** Belge Bölümü **
*****

The Others Türkiye Avrupalıdır

Türkiye Avrupalıdır

21.07.1999 - 00:00 | Son Güncellenme:

Türkiye Avrupalıdır

Türkiye Avrupalıdır


TBMM'nin 15 Temmuz'da aldığı Kıbrıs'ta çözüm için "KKTC'nin egemenliğinin tanınması" kararı Türkiye'nin dış politikasında yeni ve önemli bir adım. Bu konuyu ve genel olarak Türk dış politikasını Dışişleri Eski Bakanı İlter Türkmen'le konuştuk.


Naki Özkan


* TBMM'nin 15 Temmuz kararıyla Türkiye, artık Kıbrıs'ın bölünmesini açıkça tercih eder bir politikaya mı yöneldi?
Kıbrıs konusunda bir yol ayrımında olduğumuz anlaşılıyor. Şimdiye kadar izlediğimiz siyasetten yani 1983'te KKTC'nin bağımsızlığının ilanına rağmen, federasyon tezini savunan müzakere politikasını bırakıyoruz. Şimdi, "Bundan sonra bir müzakere olacaksa, KKTC'nin egemenliğinin peşinen tanınması gerekir. Müzakere de ancak bir konfederasyon amacına varmak için yürütülür" diyoruz. Bu politikada kısmen haklı olduğumuz muhakkak.
Federasyon tezini benimsediğimizden beri, köprülerin altından çok sular aktı. Balkanlar'da önemli gelişmeler meydana geldi. Görüldü ki, etnik ihtilaflarda iki ayrı etnik grup ya da millet iradeleri dışında bir arada yaşayamıyorlar. İhtilaflı etnik grupların kan dökülmeden birbirinden ayrılması daha hayırlı. Kıbrıs'ta iki ayrı devlet tezinin sağlam bir mesnedi var. Ancak bu, Kıbrıs sorununun nasıl geliştiğine bakmamıza engel değil.
1974'ten hemen sonra, bir federe Türk devleti ilan edeceğimize, bağımsız bir devlet ilan etseydik bugünkü hedefimize daha kolay varabilirdik. Kıbrıs'ta şimdi bir buhran da yok. Buhranın olmadığı bir dönemde müzakere pozisyonunu değiştirerek, tamamen yeni bir formül ortaya atmak, pek etkili bir politika gibi görünmüyor.
Devletlerin büyük bir kısmı, ABD, AB ve BM Güvenlik Konseyi federasyon tezini benimsediler. Önkoşulsuz bir müzakere üzerinde ısrar ediyorlar. "Onların ısrarları önemli değil, biz istediğimiz yolda yürüyebiliriz" diyebiliriz ama sonuçlarını iyi düşünmemiz lazım. Biz müzakere kapısını kapattığımız zaman bir pandora kutusu açılır. ABD ile ilişkiler çıkmaza girer, AB ile üyelik bir hayal olur.

*****

** Görev Talimatı **
Kıbrıs politikası üzerine yapılan söyleşiden bir bölümü aynen çıkarın: "21.07.1999 - 00:00" sözlerinin geçtiği yerden başlayın, "politikaya mı yöneldi?" sözlerinden sonra durun. Bu kayıtların buradaki işle hiçbir ilgisi yoktur.

[Bir veri kümesinde yer alan kayıtlar]

*****

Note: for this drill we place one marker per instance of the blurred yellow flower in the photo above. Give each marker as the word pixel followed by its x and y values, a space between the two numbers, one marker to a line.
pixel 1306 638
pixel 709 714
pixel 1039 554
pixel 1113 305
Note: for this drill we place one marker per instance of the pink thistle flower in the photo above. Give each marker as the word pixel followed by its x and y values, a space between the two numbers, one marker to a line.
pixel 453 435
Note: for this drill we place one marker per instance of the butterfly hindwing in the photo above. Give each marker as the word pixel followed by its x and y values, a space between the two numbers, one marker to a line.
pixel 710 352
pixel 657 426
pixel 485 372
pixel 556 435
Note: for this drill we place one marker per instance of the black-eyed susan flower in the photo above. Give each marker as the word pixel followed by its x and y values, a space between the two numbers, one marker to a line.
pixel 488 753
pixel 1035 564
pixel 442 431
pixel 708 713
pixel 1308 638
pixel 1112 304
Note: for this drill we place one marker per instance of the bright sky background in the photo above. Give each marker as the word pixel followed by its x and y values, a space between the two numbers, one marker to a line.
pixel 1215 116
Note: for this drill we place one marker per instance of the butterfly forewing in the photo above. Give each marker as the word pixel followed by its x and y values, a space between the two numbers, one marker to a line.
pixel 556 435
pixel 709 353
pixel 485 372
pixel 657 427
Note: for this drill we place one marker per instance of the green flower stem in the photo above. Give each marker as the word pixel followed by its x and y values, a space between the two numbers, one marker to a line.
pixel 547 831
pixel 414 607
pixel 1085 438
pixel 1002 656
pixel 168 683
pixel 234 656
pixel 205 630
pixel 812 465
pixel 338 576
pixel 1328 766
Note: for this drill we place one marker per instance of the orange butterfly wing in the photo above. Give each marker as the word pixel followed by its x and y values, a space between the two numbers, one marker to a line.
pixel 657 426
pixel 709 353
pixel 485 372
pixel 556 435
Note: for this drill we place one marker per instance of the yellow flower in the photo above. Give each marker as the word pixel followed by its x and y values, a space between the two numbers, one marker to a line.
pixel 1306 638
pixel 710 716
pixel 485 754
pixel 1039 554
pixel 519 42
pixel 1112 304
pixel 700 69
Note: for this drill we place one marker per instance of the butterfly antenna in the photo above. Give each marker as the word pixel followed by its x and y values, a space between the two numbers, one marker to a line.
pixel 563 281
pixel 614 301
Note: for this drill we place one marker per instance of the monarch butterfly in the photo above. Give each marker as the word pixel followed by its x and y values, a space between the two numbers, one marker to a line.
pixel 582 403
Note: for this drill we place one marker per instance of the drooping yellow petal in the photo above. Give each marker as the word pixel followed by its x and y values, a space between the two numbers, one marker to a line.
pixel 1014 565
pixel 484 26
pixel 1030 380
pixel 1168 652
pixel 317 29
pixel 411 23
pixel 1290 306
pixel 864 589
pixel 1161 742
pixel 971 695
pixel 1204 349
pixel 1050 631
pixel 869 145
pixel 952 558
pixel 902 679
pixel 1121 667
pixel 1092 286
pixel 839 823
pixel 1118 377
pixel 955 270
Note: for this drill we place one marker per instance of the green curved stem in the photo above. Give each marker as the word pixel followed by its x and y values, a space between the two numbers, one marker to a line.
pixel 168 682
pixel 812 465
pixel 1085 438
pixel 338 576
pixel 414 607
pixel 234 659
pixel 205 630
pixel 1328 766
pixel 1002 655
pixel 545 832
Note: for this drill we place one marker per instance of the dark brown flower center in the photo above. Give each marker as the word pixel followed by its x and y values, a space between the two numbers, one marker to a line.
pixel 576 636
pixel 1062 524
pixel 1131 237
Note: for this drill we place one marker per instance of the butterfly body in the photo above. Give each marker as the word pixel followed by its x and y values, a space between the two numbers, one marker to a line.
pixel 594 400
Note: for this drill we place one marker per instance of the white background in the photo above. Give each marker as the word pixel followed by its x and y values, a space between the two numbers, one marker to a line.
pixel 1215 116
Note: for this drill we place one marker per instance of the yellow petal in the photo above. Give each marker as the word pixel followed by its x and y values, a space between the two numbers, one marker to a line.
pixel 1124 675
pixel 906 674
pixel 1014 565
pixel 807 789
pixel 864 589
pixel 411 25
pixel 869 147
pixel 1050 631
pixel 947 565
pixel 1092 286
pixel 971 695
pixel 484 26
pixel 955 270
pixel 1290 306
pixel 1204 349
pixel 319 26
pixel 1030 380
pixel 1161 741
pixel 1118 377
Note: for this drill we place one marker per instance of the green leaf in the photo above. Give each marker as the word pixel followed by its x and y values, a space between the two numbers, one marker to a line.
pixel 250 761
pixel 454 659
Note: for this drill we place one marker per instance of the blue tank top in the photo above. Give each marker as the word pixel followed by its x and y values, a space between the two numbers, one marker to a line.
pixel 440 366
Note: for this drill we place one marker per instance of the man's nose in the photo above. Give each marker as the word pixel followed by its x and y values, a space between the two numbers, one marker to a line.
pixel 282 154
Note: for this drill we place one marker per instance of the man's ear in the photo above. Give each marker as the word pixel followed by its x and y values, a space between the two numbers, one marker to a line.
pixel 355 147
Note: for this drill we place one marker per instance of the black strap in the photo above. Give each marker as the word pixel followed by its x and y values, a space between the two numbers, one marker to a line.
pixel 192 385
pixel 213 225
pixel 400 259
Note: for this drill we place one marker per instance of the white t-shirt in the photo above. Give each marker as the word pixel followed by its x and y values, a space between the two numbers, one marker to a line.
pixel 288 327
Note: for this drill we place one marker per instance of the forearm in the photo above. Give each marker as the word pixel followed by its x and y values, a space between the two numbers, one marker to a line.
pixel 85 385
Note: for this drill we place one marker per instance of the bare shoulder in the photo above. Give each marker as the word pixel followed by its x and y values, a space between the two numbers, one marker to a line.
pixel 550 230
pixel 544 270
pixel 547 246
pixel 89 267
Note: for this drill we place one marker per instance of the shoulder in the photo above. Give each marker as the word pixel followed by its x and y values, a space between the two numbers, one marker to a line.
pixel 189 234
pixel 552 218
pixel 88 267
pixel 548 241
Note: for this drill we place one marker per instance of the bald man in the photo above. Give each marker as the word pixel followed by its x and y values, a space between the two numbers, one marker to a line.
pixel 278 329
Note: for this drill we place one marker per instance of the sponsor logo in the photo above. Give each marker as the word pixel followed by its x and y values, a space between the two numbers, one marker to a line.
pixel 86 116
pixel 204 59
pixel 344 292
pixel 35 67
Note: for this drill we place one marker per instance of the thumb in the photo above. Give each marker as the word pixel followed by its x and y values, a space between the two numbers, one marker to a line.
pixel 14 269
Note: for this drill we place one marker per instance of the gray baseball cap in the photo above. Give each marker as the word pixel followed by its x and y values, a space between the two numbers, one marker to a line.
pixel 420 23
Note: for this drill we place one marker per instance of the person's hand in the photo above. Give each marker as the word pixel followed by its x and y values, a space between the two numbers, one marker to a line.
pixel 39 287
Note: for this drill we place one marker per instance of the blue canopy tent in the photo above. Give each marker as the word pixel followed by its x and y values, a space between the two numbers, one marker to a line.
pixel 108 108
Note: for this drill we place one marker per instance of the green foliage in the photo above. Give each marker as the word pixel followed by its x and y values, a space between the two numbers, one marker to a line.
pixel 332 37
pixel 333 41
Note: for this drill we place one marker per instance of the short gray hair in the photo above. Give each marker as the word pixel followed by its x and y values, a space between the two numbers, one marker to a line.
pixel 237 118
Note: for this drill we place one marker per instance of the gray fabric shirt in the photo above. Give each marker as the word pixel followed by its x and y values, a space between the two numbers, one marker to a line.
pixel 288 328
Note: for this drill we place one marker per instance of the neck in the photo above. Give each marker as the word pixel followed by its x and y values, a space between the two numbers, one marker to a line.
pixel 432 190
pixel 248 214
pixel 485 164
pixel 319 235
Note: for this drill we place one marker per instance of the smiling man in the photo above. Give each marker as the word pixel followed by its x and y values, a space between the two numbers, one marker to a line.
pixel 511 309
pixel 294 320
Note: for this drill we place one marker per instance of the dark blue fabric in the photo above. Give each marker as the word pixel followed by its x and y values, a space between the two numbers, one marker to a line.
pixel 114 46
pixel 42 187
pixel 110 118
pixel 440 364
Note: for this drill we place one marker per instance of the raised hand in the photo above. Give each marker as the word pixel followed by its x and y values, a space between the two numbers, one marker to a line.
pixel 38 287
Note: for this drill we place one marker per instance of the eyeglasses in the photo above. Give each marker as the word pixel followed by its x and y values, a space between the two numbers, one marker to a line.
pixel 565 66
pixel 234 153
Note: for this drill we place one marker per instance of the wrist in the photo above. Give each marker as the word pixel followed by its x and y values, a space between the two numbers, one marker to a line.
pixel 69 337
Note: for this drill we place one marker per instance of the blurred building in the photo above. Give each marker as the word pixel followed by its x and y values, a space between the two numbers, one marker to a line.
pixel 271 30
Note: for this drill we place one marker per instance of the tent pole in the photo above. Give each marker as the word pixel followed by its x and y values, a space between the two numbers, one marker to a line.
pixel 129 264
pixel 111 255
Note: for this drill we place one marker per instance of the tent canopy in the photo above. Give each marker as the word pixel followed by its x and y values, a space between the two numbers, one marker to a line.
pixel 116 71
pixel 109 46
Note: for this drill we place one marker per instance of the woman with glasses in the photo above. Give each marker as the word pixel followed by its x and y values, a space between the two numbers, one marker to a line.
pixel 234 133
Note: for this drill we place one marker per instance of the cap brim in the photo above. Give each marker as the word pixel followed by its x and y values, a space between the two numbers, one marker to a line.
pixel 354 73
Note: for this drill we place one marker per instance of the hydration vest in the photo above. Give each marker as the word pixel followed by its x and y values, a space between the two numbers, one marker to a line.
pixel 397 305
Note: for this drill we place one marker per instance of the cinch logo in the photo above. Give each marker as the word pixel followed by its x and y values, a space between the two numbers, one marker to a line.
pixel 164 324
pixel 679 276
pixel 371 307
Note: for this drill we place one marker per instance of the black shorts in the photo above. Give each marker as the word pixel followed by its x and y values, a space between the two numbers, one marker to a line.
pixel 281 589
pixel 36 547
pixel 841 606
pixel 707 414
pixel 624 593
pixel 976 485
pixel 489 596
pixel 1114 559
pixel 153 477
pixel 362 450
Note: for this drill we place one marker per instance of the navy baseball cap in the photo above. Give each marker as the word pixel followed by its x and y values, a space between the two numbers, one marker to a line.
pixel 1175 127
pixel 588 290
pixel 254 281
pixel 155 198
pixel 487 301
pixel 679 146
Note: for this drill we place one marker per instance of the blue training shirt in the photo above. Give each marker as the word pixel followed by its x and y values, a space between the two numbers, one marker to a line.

*****

** Görev Çözümü **
21.07.1999 - 00:00 | Son Güncellenme:

Türkiye Avrupalıdır

Türkiye Avrupalıdır


TBMM'nin 15 Temmuz'da aldığı Kıbrıs'ta çözüm için "KKTC'nin egemenliğinin tanınması" kararı Türkiye'nin dış politikasında yeni ve önemli bir adım. Bu konuyu ve genel olarak Türk dış politikasını Dışişleri Eski Bakanı İlter Türkmen'le konuştuk.


Naki Özkan


* TBMM'nin 15 Temmuz kararıyla Türkiye, artık Kıbrıs'ın bölünmesini açıkça tercih eder bir politikaya mı yöneldi?